## ПРЕДОСТАВЛЕННЫЙ ОТРЫВОК

Началась вторая картина, но слышать музыку было невозможно. Я не могла пробраться до моего кресла, а так как артисты, смотревшие за кулисами, были не менее того взволнованы, то я не могла дойти и до артистического входа. Меня все больше отталкивали к левому крылу. Григорьев и Кремнев были бессильны освободить эту часть сцены. Против меня, сзади декораций, происходил такой же кавардак. Василий боролся, чтобы очистить проход Нижинскому. Вацлав был в своем рабочем костюме. Его лицо было так же бело, как и его крепдешиновая блуза… К концу представления все были истощены. Долгая месячная работа сочинения, бесконечные репетиции и наконец этот кавардак.
Снова охрана Василия была разбита, и уборная Нижинского была занята Дягилевым, окруженным своими друзьями и балетоманами, разговаривавшими и спорившими… Стравинский бредил. Но все были единодушны в уверенности в том, что их создание было прекрасным и что когда-нибудь оно будет принято. Они были все так взволнованы, что не могли идти ужинать, и кто-то предложил прогулку вокруг озера. И Дягилев с Нижинским, Стравинским и Кокто отправились в Булонский лес и вернулись домой только к утру».

## ИСХОДНЫЕ ДАННЫЕ
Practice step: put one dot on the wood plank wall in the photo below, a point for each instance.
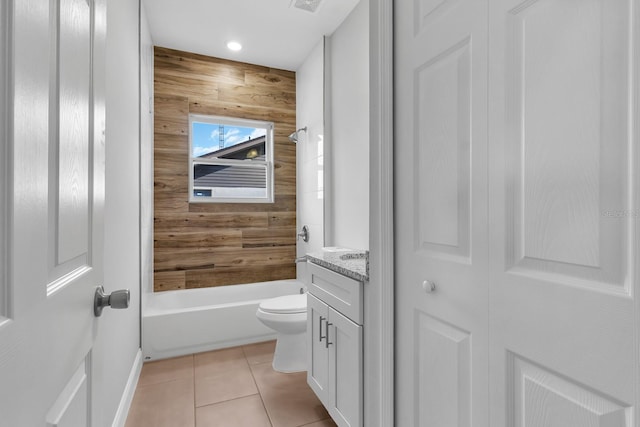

## ЧТО НУЖНО СДЕЛАТЬ
A - Куда, согласно отрывку, отправились Дягилев с Нижинским, Стравинским и Кокто?
B - Определите, согласуются ли с отрывком следующие утверждения, и для каждого подтвердите ответ точной цитатой: (i) Вацлав был в своем рабочем костюме; (ii) после представления все отправились ужинать; (iii) Григорьеву и Кремневу удалось освободить левое крыло сцены.
C - Продублируйте из отрывка фрагмент от слов «Началась вторая картина, но» до слов «наконец этот кавардак.» включительно.
Данные для работы не понадобятся.

## ОТВЕТЫ
A - В Булонский лес.

B -
(i) Да: «Вацлав был в своем рабочем костюме».
(ii) Нет: «Они были все так взволнованы, что не могли идти ужинать».
(iii) Нет: «Григорьев и Кремнев были бессильны освободить эту часть сцены».

C -
Началась вторая картина, но слышать музыку было невозможно. Я не могла пробраться до моего кресла, а так как артисты, смотревшие за кулисами, были не менее того взволнованы, то я не могла дойти и до артистического входа. Меня все больше отталкивали к левому крылу. Григорьев и Кремнев были бессильны освободить эту часть сцены. Против меня, сзади декораций, происходил такой же кавардак. Василий боролся, чтобы очистить проход Нижинскому. Вацлав был в своем рабочем костюме. Его лицо было так же бело, как и его крепдешиновая блуза… К концу представления все были истощены. Долгая месячная работа сочинения, бесконечные репетиции и наконец этот кавардак.